HOW TO COMPLETE THIS TASK: Continue the comment thread about grief and heart disease from its last sentence.

GIVEN TEXT:
Content starts


    I removed the hospital names from this comment, but it was in NJ/PA – names available if you think it helpful.


  4. I will tell you of infinite losses. I had a massive MI in October. I have 40% blockage in other artery; dr is trying meds.

    Worse thing ever in December, my oldest son died from suicide, he was my heart. My mother died 8 days later, we were so close she was my good friend and confidante. Nine days later my 17 year old poodle died, she was my sweet little baby.

    I also have MS, been waiting for disability because I can no longer work. I’m a nurse. I don’t know if I’ll ever be able to do anything.
    The fatigue from coronary artery disease is terrible. Can anyone help me???

    Liked by 1 person

    1. Oh Lisa. There are no words to describe all the dreadful events you have experienced, and in such a short period of time. I am so sorry for these tragic losses, piled one on top of the other – what we used to call when I worked in hospice palliative care “complicated grief”. Grief in itself can cause crushing fatigue – even without any heart or other medical issues. The only possible way to get through this is one day at a time, one hour at a time. You are still in early days yet, and time really is the healer here. I hope you are seeing a professional counselor to help you. If not, please reach out to a counselor, therapist, social worker, pastor – or ask your physician for a referral. Here’s some information about complicated grief that may help a bit (see page 5 for “Multiple Losses”).

      As this post says, when these losses happen, “there’s no going back to the past, and the future can seem uncertain”. Best of luck to you as you take each small step…


    2. Lisa, I am deeply saddened to read this and wish I knew you personally to give you a loving hug of support. I can only share how I have dealt with multiple losses, and vast health problems. I worked in the medical field for over 30 years, and wanted to still be of value, but I cannot work due to a brain-stem aneurysm bleed, 2 strokes, heart problems LVH untreated because the cardio dr said I had too many problems! – and an autoimmune blood antibody issue that keeps me living pretty isolated. I cannot fight infection.

      I am a Christian, and my main support is the Lord Himself. I have a very hard time not being able to be with people as I had always worked with people in the church too, counseling, and was a lay pastor. It was devastating when this all happened to me. I lost many family members too, and yes even my beloved tiny hairless dog Miss Miracle last Jan. to devastating cancer.

Content ends

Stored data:
Content starts

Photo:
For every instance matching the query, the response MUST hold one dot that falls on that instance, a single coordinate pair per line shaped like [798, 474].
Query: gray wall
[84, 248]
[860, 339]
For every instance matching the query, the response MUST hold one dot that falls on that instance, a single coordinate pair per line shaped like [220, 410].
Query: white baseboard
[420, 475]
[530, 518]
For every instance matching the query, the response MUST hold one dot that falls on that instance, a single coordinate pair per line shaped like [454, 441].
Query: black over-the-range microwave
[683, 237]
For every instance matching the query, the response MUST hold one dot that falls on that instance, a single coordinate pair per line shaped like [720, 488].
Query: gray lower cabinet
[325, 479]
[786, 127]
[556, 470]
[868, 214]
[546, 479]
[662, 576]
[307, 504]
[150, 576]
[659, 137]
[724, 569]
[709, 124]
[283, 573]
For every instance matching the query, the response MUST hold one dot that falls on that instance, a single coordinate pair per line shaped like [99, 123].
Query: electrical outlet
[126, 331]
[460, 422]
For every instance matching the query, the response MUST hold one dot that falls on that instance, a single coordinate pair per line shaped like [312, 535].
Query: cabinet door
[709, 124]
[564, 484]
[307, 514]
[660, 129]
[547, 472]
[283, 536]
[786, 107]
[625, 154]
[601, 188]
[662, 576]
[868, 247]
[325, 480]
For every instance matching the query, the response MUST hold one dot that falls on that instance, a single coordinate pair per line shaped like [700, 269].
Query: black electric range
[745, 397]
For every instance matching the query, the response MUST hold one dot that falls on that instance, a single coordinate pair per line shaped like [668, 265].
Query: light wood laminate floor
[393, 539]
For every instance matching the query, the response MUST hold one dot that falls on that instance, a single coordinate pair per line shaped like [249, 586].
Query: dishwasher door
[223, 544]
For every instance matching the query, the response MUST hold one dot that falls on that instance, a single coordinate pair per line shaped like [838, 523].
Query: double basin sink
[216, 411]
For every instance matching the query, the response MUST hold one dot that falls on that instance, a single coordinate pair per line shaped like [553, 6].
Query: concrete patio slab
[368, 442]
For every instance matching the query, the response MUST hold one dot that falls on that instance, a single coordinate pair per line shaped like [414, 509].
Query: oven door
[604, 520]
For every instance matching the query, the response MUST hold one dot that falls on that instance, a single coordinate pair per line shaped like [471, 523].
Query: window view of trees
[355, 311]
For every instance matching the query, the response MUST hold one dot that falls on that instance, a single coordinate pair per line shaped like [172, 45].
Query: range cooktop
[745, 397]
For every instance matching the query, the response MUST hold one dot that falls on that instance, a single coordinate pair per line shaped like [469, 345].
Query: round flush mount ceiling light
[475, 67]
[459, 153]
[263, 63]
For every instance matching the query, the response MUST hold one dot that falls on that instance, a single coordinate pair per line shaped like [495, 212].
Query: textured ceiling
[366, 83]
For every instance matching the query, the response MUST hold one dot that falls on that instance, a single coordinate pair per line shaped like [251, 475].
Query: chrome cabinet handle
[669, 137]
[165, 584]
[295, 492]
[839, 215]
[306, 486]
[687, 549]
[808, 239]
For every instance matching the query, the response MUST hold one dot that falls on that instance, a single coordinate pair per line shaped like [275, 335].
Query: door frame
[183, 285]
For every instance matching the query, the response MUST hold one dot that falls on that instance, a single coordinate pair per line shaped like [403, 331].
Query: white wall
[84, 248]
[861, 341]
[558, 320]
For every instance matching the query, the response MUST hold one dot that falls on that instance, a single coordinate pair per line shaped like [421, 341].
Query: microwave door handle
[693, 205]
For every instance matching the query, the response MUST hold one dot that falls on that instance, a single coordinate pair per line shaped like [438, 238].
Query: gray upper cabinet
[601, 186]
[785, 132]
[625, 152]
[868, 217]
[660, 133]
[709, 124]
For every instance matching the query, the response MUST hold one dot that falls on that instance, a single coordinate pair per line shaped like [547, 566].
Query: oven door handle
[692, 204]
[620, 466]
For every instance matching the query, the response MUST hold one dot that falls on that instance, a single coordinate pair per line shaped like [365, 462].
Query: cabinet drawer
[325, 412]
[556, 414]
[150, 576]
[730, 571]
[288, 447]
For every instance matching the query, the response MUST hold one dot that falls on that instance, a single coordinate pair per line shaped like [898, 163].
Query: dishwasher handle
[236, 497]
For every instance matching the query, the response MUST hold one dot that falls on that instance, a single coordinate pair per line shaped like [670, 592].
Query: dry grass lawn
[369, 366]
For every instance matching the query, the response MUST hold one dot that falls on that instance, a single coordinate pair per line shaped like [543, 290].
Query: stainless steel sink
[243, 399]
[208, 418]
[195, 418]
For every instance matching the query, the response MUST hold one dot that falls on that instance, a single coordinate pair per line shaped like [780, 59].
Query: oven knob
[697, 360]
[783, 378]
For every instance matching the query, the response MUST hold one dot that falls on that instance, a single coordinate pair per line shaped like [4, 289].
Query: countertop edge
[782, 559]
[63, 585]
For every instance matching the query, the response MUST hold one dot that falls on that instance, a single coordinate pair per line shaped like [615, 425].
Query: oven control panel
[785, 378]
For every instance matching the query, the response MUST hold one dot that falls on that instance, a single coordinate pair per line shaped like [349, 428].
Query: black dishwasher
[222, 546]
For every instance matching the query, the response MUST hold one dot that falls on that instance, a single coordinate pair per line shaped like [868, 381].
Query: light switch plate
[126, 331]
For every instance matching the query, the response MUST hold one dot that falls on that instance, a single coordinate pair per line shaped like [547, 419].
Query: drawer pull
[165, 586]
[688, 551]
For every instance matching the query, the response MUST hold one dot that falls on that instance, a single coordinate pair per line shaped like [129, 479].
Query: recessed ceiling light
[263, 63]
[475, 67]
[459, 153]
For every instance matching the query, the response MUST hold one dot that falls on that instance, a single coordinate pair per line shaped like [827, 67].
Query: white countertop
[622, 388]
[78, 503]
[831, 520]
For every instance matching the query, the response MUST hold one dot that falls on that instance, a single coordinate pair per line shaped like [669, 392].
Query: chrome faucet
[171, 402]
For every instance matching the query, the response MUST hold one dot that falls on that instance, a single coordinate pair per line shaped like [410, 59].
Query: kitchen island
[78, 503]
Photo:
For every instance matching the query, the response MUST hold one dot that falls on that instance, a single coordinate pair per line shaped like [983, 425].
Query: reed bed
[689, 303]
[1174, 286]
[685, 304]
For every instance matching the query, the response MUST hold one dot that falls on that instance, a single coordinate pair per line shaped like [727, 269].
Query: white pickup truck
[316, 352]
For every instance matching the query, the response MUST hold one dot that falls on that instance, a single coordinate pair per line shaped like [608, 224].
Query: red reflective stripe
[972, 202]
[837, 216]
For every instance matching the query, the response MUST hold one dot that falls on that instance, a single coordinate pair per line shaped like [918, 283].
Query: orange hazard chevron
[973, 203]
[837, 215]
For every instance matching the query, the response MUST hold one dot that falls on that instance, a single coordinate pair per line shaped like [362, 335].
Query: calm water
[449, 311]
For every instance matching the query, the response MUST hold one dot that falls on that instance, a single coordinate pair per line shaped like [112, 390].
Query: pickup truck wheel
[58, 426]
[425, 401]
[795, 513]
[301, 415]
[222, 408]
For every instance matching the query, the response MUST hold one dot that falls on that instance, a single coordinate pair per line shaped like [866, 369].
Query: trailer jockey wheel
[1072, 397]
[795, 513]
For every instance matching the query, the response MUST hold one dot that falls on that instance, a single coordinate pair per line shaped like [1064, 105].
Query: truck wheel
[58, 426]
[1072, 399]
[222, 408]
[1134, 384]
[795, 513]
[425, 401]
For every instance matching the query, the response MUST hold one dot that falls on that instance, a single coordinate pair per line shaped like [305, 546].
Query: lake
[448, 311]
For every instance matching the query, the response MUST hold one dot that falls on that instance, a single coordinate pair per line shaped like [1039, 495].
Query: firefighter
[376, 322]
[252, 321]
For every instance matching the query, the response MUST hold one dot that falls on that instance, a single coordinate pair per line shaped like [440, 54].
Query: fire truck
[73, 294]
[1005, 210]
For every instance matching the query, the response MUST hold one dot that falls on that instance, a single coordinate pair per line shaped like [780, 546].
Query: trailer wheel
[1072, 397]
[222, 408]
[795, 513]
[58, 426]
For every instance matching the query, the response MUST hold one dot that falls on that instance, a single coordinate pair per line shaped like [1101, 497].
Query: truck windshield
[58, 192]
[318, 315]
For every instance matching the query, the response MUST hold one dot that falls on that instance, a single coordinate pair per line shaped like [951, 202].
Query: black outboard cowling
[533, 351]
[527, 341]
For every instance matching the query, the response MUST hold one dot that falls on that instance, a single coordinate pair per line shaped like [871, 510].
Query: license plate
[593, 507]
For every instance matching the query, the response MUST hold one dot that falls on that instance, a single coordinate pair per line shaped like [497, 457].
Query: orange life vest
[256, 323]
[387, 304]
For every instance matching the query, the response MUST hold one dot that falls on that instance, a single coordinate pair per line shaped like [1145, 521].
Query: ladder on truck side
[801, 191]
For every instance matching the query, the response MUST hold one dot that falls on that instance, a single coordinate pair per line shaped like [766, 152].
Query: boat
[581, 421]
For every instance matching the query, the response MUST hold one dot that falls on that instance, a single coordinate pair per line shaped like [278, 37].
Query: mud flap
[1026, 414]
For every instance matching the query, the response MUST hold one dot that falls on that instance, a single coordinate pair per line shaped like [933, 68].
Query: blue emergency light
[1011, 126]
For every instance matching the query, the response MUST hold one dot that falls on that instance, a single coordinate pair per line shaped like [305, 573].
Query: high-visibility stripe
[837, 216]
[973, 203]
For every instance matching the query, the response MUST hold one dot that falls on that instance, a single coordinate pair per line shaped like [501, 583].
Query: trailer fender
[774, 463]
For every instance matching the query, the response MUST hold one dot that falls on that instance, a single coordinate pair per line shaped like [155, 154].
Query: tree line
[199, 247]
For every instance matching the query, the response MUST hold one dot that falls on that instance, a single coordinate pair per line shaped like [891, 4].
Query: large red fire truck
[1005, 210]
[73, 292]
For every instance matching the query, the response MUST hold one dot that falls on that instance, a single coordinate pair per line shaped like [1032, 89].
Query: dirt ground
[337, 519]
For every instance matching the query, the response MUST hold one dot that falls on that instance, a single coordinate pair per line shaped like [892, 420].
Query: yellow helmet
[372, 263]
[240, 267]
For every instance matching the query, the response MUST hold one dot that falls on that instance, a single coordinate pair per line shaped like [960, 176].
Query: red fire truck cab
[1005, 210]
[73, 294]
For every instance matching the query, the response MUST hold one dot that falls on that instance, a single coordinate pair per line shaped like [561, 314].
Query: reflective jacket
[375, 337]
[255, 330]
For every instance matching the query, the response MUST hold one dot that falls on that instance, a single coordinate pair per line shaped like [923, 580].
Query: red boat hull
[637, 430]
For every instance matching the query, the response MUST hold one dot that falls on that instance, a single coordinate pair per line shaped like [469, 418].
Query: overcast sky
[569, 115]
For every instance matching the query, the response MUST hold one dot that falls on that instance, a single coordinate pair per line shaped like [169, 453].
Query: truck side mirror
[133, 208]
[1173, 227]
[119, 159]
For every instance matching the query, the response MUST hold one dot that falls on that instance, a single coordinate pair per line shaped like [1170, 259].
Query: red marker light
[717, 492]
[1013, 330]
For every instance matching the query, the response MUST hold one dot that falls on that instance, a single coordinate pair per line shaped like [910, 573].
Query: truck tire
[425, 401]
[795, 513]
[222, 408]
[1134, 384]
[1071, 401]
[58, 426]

Content ends

EXERCISE RESPONSE:
      The way I coped, and still cope, is that I used my medical background to help others online, on prayer lines, and to encourage people. Many times people need medical help, and cannot afford it. I was used to saving lives more than one time-one girl had gotten home from a surgery and her tongue was swelling from anaphylactic drug reaction – I told her to go to the ER NOW…it saved her life.

      In time, you may want to help others that way, even if it is just one a day. YOU ARE NEEDED. The secret is to find your “new normal.” I am on an international prayer line that has supported me for over 14 years, and I give back to them, of the spiritual and medical experience I learned. I also have a type of chihuahua sanctuary here for elderly dogs. Your medical background could benefit the dogs or pets you choose to help. They give me a DAILY reason to get up, and have a routine. I do not think I would have survived without them. They do not know I am limited! It is wonderful to have their love and dependence on my “mothering” skills. If you do not have a pet, please consider one. I use a mobile vet, and she too is a great friend to me. Your grief process will be difficult for you for a while, but you will survive, and the gift of all of this loss is that now you will know HOW to comfort people who have gone through exactly what you have.
      God will send them to you. I gained more genuine relationships than I ever had when I was well. So take heart, my friend, there are other days up ahead that will hold some joy and less pain. Stay in touch – we care about you.